=== WHAT NEEDS TO BE DONE ===
In the FNA report thread below, transcribe everything from "Still alittle worried" down to "mind at ease.".

# FNA report



## murphy749 (Aug 25, 2011)

I called the DRs office again and told the person in medical records that per the law in Tenn and HIPAA I could come in and read my report at no charge. She changed her tune when I said that about the laws and said I could come in and read the report anytime. So I went today and started to read it and she just gave me the copy.

Here's what it says.

Hypocellular Specimen : Few bland groups of Follicular epithelium cells consistant with a benign follicular nodule.

Not real sure what hypocellular means.

Didn't really give alot of information for the 15 slides that were looked at. So I guess I'm good now.

Just hope it stays benign. arty0045:

Thanks again for all your replys. hugs4

Murphy


----------



## Suburban (Jun 12, 2011)

Yay! That's brilliant news! hugs3


----------



## Andros (Aug 26, 2009)

murphy749 said:


> I called the DRs office again and told the person in medical records that per the law in Tenn and HIPAA I could come in and read my report at no charge. She changed her tune when I said that about the laws and said I could come in and read the report anytime. So I went today and started to read it and she just gave me the copy.
> 
> Here's what it says.
> 
> ...


See there; you were empowered re the HIPAA Act! Good for you!

Here is info on your Hypocellular specimen. (Apparently it is cystic)

http://books.google.com/books?id=_b...epage&q=hypocellular specimen,thyroid&f=false

I would keep an eye on this though with sonogram once a year.

Glad for the good news.
Very glad!


----------



## murphy749 (Aug 25, 2011)

Thanks Andros for the attachment. I will be keeping this checked. I think next time its time for another ultrasound I will be going to Nashville to Vanderbilt.Will not go back to this DRs office that charges 20.00 for a copy of results from ultrasounds and FNA.

Still alittle worried that there wasn't alot of information in the path report other than a few bland follicular cells. Just hope the benign FNA was a good one.

They said another ultrasound in a year but I think I'm going to have one in 6 months just to put my mind at ease.

I also got a report of the FNA ultrasound. The 3x2 cm cystic nodule I had drained back in Sept was just under 1 cm I couldn't figure out why the DR didn't re-bisopy it. I would have thought with any growth that this should have been re-biospied also.

I really wants to say thanks for all feed back.

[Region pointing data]
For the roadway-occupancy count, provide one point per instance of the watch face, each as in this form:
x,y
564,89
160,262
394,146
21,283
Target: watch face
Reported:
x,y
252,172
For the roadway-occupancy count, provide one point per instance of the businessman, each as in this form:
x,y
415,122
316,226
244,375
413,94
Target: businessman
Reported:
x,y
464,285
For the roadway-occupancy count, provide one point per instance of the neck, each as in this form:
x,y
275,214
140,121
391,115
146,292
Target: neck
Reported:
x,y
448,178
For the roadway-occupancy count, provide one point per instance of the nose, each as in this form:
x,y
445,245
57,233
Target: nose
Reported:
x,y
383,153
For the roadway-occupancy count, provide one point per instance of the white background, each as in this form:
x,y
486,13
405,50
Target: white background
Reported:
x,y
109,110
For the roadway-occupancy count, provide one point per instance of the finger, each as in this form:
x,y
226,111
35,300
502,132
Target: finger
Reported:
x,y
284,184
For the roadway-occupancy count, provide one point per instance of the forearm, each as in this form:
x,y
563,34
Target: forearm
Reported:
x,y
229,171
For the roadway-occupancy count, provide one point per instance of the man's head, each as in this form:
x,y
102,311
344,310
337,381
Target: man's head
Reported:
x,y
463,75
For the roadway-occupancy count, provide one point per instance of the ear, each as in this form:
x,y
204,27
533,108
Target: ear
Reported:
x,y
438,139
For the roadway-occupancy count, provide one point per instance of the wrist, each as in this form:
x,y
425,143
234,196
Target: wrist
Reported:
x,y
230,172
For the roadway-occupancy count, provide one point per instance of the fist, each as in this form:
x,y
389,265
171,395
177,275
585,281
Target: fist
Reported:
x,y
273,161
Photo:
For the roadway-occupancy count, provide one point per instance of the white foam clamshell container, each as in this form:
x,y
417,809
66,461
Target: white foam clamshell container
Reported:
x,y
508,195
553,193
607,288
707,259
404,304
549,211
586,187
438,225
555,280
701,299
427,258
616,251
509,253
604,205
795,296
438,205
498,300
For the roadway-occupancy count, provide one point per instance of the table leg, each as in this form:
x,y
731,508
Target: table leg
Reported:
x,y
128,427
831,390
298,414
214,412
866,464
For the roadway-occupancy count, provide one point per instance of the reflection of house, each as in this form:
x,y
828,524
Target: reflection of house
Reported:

=== RESULT ===
Still alittle worried that there wasn't alot of information in the path report other than a few bland follicular cells. Just hope the benign FNA was a good one.

They said another ultrasound in a year but I think I'm going to have one in 6 months just to put my mind at ease.